Referring expression data:
* * * * * * *

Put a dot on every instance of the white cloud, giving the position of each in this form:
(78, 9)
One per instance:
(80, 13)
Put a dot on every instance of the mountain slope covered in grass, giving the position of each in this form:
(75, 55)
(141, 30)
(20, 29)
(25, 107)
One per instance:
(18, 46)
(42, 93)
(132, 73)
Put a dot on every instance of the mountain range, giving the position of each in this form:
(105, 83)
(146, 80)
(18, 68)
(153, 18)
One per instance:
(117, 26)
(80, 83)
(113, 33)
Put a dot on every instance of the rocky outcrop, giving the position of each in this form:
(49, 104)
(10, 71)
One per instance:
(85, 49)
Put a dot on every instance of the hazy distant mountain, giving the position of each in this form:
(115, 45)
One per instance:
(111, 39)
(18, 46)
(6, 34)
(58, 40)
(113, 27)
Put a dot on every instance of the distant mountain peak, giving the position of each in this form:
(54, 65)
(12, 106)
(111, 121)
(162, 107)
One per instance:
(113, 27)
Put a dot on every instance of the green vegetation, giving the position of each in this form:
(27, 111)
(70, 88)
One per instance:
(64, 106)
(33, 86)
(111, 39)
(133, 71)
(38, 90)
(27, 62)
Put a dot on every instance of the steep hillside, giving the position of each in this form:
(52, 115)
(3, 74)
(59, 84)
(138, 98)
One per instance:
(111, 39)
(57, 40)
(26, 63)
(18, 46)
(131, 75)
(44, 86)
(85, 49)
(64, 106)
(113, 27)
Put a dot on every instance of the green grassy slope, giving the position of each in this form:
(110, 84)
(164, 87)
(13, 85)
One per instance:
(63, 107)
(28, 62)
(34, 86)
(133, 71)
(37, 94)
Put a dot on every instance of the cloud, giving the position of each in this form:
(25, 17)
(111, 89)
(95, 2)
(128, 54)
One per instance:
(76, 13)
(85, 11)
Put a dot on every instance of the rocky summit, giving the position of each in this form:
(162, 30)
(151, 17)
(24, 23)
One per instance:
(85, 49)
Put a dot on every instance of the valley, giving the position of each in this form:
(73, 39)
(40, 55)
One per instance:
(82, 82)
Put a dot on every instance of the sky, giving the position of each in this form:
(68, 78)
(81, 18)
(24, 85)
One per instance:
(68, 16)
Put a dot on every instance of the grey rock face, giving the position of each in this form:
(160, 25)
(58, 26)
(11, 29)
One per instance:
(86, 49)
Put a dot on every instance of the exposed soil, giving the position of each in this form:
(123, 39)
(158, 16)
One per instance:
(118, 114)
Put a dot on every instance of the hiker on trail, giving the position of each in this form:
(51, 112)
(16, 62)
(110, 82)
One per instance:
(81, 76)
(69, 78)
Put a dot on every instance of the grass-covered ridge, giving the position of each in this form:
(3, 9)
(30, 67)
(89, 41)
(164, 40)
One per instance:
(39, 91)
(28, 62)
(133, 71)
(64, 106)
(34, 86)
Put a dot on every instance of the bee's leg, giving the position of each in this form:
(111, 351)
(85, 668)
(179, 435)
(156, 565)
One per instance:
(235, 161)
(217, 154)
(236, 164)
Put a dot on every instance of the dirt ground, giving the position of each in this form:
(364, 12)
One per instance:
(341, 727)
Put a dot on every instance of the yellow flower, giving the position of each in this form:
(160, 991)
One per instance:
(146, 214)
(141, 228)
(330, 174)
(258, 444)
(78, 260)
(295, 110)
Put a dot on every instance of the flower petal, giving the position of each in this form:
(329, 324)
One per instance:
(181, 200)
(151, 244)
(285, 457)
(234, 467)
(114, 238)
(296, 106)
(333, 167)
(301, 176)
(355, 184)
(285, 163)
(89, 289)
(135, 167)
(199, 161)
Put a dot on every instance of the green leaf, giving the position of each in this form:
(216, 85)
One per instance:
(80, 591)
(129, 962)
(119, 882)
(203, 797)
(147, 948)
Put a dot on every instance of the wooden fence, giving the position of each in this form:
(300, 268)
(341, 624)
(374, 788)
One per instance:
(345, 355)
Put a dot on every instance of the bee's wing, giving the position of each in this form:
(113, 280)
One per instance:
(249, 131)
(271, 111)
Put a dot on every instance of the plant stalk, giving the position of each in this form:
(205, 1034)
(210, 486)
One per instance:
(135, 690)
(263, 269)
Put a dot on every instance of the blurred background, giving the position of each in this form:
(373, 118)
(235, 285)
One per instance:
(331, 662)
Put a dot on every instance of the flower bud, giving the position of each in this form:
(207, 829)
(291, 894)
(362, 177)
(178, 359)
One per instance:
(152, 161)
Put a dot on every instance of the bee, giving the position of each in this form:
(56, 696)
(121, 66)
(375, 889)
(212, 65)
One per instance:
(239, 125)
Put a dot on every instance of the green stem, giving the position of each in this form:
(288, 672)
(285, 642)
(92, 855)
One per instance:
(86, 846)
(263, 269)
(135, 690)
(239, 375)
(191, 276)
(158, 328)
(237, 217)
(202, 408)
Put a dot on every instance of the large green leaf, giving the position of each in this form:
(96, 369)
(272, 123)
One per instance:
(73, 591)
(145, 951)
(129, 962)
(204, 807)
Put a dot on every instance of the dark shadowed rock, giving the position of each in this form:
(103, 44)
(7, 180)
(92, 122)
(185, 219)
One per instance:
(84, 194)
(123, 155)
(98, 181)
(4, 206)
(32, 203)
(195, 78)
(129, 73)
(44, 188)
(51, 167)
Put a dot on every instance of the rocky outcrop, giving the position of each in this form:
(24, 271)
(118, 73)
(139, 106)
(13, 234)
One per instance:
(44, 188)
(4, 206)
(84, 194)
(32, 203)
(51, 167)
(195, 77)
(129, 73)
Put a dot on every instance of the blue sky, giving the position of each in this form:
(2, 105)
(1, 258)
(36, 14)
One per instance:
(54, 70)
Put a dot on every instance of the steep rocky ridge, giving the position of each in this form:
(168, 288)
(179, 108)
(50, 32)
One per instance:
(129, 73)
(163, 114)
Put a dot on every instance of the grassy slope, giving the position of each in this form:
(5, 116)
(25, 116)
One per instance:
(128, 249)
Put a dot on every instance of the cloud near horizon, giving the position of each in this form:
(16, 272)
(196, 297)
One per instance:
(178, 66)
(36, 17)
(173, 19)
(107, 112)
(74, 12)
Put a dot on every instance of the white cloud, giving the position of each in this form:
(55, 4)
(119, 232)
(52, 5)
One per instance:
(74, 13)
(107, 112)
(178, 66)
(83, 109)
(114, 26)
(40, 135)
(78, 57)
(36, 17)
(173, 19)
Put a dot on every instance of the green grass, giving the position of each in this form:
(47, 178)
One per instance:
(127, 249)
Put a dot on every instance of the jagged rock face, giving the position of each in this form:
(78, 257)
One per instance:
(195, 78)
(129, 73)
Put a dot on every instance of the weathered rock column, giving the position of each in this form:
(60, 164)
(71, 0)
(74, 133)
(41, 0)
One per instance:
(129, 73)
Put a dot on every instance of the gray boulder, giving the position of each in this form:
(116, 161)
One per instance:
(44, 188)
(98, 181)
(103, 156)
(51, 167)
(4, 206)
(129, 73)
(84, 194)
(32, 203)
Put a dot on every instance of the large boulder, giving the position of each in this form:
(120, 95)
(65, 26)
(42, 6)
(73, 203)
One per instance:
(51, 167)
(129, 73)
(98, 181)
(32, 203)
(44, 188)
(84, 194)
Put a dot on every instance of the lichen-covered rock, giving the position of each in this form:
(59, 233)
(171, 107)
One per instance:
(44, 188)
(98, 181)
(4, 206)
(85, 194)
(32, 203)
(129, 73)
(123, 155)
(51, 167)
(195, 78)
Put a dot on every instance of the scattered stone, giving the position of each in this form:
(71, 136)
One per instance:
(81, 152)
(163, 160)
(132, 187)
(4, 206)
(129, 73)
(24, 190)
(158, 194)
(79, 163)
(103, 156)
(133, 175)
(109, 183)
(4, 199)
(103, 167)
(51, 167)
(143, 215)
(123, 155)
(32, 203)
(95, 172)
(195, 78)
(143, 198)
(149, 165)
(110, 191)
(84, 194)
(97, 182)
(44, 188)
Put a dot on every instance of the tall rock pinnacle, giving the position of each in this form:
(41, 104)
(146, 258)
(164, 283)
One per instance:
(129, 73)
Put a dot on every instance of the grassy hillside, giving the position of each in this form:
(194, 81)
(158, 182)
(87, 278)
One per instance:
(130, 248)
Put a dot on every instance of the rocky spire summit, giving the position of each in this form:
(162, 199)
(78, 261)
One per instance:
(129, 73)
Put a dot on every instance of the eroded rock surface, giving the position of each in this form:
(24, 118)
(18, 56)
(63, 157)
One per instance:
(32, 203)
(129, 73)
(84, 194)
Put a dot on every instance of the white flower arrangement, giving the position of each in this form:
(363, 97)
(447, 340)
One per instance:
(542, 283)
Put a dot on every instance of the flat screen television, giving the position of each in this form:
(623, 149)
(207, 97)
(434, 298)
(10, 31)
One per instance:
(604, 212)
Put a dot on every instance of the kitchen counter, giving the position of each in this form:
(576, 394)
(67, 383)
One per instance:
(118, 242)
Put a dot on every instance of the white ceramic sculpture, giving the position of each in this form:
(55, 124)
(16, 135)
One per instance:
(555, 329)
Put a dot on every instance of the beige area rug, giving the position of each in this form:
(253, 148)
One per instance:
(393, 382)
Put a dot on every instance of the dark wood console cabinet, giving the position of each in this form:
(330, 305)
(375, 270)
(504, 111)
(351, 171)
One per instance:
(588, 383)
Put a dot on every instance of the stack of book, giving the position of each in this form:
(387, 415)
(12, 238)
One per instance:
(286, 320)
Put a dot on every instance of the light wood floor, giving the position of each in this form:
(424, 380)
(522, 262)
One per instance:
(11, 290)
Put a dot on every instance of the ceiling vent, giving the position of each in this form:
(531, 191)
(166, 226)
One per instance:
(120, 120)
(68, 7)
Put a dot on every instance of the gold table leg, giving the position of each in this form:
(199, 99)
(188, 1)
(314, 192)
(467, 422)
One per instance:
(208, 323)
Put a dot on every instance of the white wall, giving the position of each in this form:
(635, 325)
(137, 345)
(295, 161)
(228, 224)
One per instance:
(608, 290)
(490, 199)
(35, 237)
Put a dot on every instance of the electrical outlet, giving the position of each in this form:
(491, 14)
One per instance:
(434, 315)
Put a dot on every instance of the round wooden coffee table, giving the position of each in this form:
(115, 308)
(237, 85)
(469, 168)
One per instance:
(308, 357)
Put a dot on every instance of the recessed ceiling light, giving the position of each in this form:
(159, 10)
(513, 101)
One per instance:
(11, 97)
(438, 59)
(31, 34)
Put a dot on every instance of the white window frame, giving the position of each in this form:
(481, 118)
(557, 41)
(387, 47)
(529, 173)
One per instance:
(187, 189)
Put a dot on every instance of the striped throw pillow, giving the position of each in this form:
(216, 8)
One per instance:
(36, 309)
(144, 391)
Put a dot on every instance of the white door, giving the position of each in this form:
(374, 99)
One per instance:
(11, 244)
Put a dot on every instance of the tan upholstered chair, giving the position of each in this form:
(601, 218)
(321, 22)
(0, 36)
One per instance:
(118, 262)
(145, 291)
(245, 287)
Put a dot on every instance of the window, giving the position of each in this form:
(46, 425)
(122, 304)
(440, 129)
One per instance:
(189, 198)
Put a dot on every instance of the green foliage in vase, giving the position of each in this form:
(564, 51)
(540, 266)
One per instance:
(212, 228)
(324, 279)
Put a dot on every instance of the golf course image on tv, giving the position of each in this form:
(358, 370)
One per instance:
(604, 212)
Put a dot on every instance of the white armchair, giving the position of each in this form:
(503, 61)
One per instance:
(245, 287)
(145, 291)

* * * * * * *

## WORK ITEM
In the entries above, which lines hold the string "table"? Report all of them.

## WRITTEN SOLUTION
Put a dot on every instance of the gold table leg, giving the position of each in this form:
Put a dot on every instance of the round wooden coffee table, giving the position of each in this form:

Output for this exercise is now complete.